* _Text provided_:
The Federal Home Loan Mortgage Corporation v. Santa Paula Savings & Loan Association, and Sears Savings Bank, F/k/a Security Savings and Loan Association Robert O. Potter, an Individual Pfg Mortgage, Inc. Alan Fields, an Individual Joseph Dailey, an Individual Lorraine Dailey, an Individual and Steven Hughes, an Individual

92 F.3d 1192

NOTICE: Ninth Circuit Rule 36-3 provides that dispositions other than opinions or orders designated for publication are not precedential and should not be cited except when relevant under the doctrines of law of the case, res judicata, or collateral estoppel.
The FEDERAL HOME LOAN MORTGAGE CORPORATION; Plaintiff-Appellant,
v.
SANTA PAULA SAVINGS & LOAN ASSOCIATION, et. al., Defendants,
and
Sears Savings Bank, f/k/a Security Savings and Loan
Association; Robert O. Potter, an individual; PFG
Mortgage, Inc.; Alan Fields, an individual; Joseph Dailey,
an individual; Lorraine Dailey, an individual; and Steven
Hughes, an individual, Defendants-Appellees.

No. 94-56075.

United States Court of Appeals, Ninth Circuit.

Submitted June 4, 1996.*
Decided July 31, 1996.

1

Before: BRUNETTI and RYMER, Circuit Judges, and TANNER,** District Judge.

2

MEMORANDUM***

OVERVIEW

3

The District Court granted Sears, Fields, and Daleys' motion to dismiss under Fed.R.Civ.P. 12(b)(6) for failure to state a claim, in Freddie Mac's action against Potter, Hughes and PFG Mortgage for selling Freddie Mac $5 million in fraudulent home loans. Federal Home Loan Mortgage Co. (Freddie Mac) appeals. We have jurisdiction under 28 U.S.C. § 1291, and we AFFIRM.

DISCUSSION

4

The parties are familiar with the facts and we need not restate them here.

A. Notice of Appeal

5

Appellee Alan Fields argues that because Freddie Mac did not file a Notice of Appeal until after the entry of the district court's September 30, 1992 order dismissing Fields with prejudice, Freddie Mac's Notice of Appeal is untimely as to him. Appellees' argument lacks merit.

6

In an action involving multiple parties or claims, any decision that adjudicates liability of fewer than all of the parties does not terminate the action unless (1) the district court expressly [certifies] that there is no just reason for delay and (2) expressly directs the entry of judgment. Fed.R.Civ.P. 54(b).

7

The court's September 30, 1992 order did not dismiss Potter and Hughes from the case, and Appellants' request for certification of the September 30, order was denied. Thus, the September 30th decision was not final and appealable, but an unappealable interlocutory order. Thompson v. Betts, 754 F.2d 1243, 1245 (5th Cir.1985).

8

Fields argues that absent certification, an otherwise interlocutory order is appealable under the Cohen collateral order doctrine if it (1) conclusively determines the disputed controversy, (2) resolves an important issue completely separate from the merits of the action, and (3) is effectively unreviewable on appeal from a final judgment. Betts, 754 F.2d at 1246. In the instant case, the district court's order of dismissal conclusively determined rights to the restitution funds, a matter wholly separate from the issues involved in the prior criminal litigation.

* _What the exercise asks_: Name every party that the caption of the Ninth Circuit memorandum lists as a Defendant-Appellee.

* _Provided information_:

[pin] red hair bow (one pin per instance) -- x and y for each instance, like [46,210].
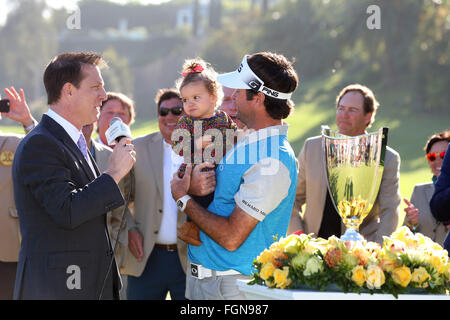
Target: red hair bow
[197,69]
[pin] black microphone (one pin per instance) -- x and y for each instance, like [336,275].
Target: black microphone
[116,131]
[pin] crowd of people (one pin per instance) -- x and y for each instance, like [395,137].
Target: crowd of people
[185,210]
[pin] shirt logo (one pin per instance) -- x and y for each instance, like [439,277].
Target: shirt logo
[6,158]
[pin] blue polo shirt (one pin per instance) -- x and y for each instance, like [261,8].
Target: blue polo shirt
[260,176]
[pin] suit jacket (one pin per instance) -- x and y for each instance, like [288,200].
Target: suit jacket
[65,251]
[440,202]
[312,188]
[9,222]
[148,201]
[428,225]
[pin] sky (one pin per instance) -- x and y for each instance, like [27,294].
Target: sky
[68,4]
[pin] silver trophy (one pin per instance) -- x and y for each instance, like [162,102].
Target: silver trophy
[354,167]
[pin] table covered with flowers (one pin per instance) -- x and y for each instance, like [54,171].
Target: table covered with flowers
[405,266]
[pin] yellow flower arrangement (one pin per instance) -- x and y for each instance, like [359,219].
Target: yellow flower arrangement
[404,261]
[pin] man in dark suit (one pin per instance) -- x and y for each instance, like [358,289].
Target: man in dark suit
[440,202]
[61,197]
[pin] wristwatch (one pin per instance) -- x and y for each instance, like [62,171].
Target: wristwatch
[182,202]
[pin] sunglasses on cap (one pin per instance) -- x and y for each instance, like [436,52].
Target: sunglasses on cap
[176,111]
[433,155]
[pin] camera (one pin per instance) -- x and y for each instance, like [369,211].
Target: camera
[4,105]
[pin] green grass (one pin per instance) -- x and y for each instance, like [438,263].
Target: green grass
[408,129]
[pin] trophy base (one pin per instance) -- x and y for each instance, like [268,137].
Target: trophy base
[352,235]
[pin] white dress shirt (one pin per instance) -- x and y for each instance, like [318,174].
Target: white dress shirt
[71,130]
[168,231]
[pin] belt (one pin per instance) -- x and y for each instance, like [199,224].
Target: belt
[168,247]
[198,271]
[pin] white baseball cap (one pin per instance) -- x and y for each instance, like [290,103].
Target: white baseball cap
[245,78]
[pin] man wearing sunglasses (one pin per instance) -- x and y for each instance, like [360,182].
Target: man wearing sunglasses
[156,260]
[440,202]
[356,107]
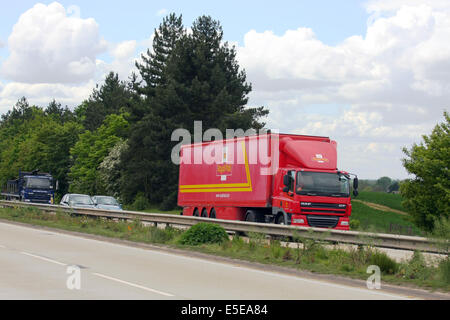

* _The response_: Sears Savings Bank (formerly Security Savings and Loan Association); Robert O. Potter; PFG Mortgage, Inc.; Alan Fields; Joseph Dailey; Lorraine Dailey; Steven Hughes